## BEGIN GIVEN INFORMATION

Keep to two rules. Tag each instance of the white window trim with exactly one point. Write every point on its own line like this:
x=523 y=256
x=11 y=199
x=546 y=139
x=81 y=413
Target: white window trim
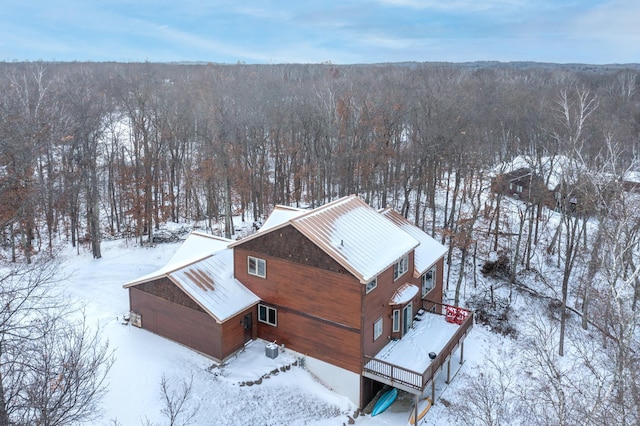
x=433 y=280
x=401 y=267
x=371 y=285
x=396 y=320
x=377 y=328
x=267 y=309
x=257 y=261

## END GIVEN INFORMATION

- WHAT IS ASKED: Rewrite the lines of the entries above, substituting "gray door frame" for each occurrence of "white window trim" and changing nothing else. Leave the pictures out of your answer.

- WORKED SOLUTION:
Keep to two rules. Tag each instance of the gray door frame with exactly one point. Write every point on its own line like this:
x=523 y=256
x=11 y=199
x=546 y=139
x=81 y=413
Target: gray door frame
x=433 y=280
x=401 y=267
x=371 y=285
x=396 y=320
x=377 y=328
x=267 y=309
x=257 y=261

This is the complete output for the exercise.